» PROBLEM TO WORK ON
Write out everything from the start of the items through the line with "126;156;866;867". Scale each box coordinate in the answers by 2.3 and round to whole numbers, with halves going up, but leave the requests and their format samples unchanged.
+++ RECORDS FOR PROCESSING
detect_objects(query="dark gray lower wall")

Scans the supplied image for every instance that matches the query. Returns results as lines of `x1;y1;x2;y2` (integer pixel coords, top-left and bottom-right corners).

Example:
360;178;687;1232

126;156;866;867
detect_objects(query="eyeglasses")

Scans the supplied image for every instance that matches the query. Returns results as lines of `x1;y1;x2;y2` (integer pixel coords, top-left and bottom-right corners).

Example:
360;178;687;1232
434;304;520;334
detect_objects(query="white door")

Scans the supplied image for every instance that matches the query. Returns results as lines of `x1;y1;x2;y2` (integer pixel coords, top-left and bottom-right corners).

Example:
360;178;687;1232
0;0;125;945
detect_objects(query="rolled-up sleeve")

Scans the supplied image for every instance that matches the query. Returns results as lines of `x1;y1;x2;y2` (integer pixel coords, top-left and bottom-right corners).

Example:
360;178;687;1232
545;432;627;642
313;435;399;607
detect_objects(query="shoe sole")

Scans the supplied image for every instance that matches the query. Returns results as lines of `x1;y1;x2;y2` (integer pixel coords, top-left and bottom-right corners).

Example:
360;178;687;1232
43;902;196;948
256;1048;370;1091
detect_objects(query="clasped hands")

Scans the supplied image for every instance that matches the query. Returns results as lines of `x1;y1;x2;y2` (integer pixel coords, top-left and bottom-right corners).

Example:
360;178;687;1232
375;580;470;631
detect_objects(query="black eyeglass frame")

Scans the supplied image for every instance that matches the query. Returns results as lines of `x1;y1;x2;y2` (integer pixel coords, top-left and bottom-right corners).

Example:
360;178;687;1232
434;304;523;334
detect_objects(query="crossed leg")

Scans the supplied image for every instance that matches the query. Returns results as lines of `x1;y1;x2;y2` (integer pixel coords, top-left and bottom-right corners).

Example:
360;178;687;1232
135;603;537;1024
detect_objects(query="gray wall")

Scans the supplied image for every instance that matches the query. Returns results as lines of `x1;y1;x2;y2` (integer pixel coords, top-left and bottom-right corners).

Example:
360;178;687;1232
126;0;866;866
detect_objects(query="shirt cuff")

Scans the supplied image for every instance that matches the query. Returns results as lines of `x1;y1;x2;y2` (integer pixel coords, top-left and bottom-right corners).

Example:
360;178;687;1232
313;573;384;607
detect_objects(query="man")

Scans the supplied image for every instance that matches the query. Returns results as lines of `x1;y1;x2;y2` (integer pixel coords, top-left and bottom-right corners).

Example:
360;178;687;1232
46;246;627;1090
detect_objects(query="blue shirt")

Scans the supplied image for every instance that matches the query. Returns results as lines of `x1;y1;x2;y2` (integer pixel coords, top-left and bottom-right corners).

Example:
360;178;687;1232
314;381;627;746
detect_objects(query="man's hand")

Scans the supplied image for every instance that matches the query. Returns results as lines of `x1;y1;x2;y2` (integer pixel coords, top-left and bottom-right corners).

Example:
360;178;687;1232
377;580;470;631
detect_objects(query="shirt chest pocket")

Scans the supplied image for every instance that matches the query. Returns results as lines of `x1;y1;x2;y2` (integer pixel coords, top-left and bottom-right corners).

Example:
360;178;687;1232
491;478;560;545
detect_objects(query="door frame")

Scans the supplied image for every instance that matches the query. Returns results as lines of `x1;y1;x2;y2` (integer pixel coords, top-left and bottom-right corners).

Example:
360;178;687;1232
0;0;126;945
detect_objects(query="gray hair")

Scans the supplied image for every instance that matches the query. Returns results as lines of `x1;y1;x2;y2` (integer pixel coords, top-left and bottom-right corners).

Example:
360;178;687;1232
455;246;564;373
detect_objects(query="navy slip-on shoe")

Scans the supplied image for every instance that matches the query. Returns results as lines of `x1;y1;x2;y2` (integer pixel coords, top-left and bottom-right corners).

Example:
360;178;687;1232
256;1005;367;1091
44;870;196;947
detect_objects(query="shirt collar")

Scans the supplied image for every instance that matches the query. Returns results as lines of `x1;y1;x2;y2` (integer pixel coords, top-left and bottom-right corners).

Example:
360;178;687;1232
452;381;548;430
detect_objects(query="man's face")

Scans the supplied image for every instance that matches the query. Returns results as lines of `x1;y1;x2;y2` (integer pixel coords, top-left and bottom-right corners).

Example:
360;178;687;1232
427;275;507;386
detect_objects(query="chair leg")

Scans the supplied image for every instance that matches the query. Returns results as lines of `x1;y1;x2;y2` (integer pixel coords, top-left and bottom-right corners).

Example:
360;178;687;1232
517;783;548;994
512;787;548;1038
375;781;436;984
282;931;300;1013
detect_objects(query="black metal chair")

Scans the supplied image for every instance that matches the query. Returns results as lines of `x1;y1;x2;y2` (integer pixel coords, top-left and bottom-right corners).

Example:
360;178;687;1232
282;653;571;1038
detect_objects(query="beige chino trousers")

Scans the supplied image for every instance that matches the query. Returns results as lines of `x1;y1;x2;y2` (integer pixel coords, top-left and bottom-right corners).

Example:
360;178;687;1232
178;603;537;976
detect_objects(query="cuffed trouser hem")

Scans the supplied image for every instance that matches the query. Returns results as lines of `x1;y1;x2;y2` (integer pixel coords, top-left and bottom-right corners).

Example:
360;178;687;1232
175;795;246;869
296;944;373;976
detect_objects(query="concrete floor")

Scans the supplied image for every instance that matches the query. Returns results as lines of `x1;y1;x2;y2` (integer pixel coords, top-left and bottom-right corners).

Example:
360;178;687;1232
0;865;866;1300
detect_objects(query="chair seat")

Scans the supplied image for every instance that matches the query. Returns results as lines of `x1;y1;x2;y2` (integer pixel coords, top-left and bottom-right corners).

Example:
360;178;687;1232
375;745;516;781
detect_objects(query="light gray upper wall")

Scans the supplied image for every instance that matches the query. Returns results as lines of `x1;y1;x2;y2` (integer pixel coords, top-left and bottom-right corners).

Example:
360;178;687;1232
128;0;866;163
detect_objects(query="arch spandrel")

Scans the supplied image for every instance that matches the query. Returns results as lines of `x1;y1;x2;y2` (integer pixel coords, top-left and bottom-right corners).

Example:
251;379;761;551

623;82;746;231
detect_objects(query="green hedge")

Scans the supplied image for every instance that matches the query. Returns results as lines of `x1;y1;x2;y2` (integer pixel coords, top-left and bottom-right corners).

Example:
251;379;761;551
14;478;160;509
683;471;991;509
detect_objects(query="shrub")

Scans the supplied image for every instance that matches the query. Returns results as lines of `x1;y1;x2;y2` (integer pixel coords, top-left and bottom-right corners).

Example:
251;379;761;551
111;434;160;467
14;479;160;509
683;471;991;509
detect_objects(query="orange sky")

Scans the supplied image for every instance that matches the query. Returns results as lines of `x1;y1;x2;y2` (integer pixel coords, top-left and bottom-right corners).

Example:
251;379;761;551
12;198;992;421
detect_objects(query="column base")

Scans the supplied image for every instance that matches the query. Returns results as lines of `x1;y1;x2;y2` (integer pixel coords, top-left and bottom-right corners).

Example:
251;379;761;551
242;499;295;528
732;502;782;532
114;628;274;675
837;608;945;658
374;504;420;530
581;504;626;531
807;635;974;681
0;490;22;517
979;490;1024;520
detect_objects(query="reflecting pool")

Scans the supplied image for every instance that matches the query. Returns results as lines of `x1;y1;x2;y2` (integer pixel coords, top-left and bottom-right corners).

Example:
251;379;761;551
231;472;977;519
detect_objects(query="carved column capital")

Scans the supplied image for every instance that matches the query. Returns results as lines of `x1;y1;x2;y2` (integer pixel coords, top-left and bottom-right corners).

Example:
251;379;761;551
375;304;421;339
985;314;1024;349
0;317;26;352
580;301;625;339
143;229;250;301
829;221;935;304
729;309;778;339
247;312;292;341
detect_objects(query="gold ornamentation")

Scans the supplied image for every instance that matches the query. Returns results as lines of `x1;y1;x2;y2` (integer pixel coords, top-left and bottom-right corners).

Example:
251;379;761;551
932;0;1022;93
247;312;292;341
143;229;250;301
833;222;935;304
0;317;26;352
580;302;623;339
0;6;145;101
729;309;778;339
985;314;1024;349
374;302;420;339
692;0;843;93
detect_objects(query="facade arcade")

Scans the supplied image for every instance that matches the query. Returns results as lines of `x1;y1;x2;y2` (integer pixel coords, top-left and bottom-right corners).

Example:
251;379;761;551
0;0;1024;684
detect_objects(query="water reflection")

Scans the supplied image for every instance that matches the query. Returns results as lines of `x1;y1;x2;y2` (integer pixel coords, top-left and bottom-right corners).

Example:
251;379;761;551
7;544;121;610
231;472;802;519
++++++
» SOLUTION
detect_objects(query="dark gray lower wall")

Scans the supplied image for every instance that matches the query. Returns results as lines of `x1;y1;x2;y2` (integer pixel coords, top-left and bottom-right corners).

Example:
360;178;687;1232

290;359;1992;1994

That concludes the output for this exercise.